== Materials provided ==
□ □ □ □ □
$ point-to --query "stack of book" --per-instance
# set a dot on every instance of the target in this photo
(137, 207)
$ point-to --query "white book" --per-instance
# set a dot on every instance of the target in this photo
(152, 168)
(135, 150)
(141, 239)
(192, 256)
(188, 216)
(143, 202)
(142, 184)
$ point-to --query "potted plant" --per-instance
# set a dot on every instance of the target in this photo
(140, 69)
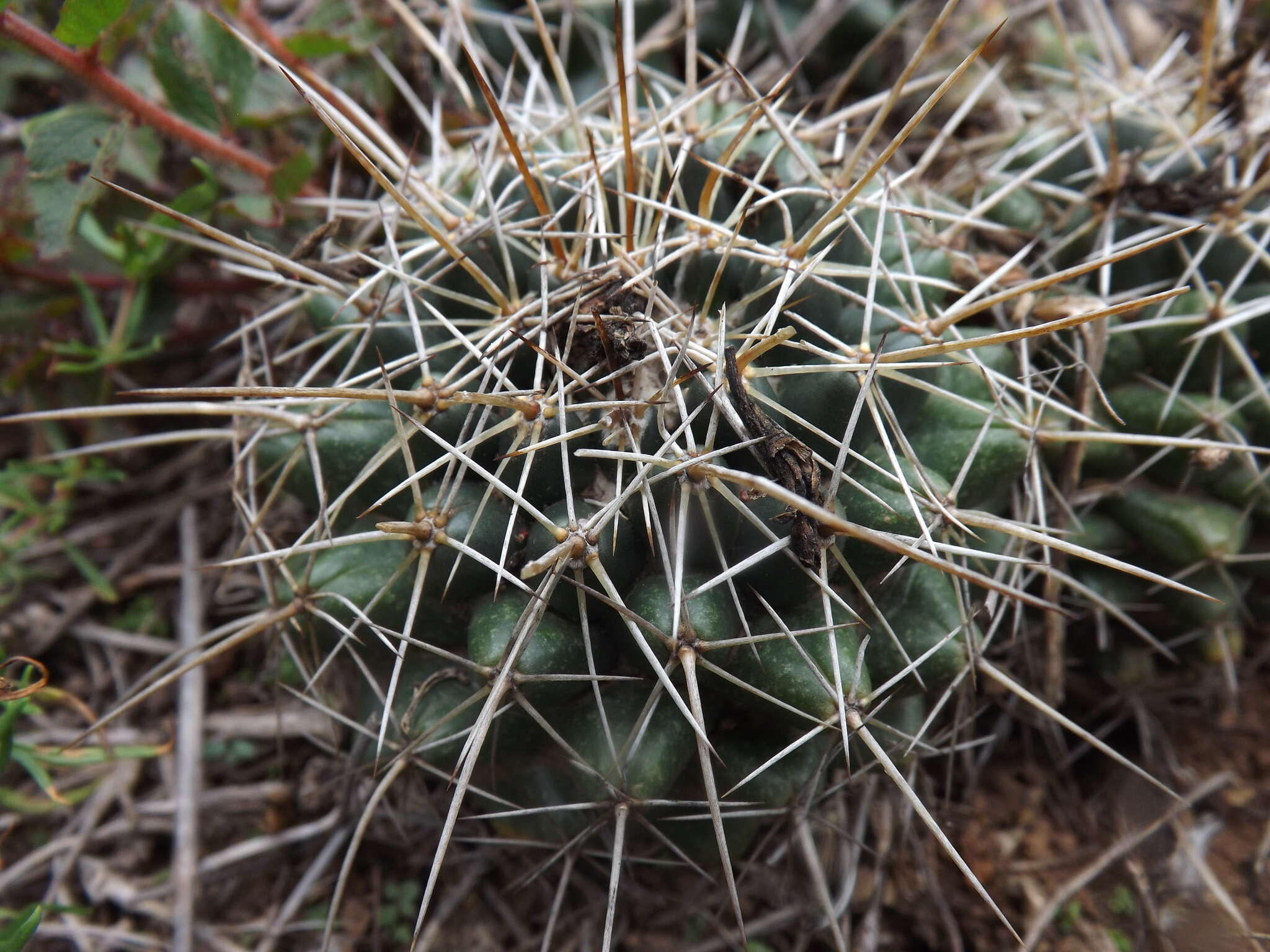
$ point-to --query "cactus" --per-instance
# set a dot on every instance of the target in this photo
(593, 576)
□ □ □ □ □
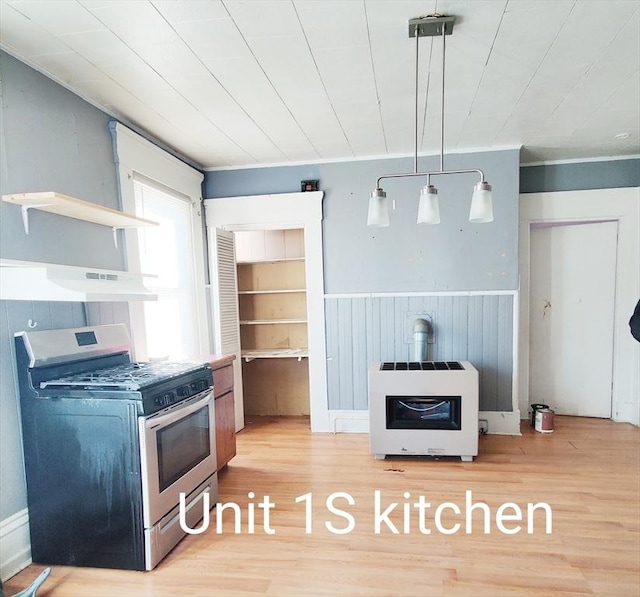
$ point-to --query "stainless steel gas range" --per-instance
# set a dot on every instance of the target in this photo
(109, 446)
□ □ □ □ □
== What you are asked to do ==
Find every line in the records above that contains the string "query", matching case exactly, and copy each such line in full.

== Answer in full ==
$ point-to --query "stack of book" --per-instance
$ point-to --query "white book" --per-instance
$ point-to --query "potted plant" --per-instance
$ point-to --query "cactus" --per-instance
$ point-to --query "stainless steel gas range" --per-instance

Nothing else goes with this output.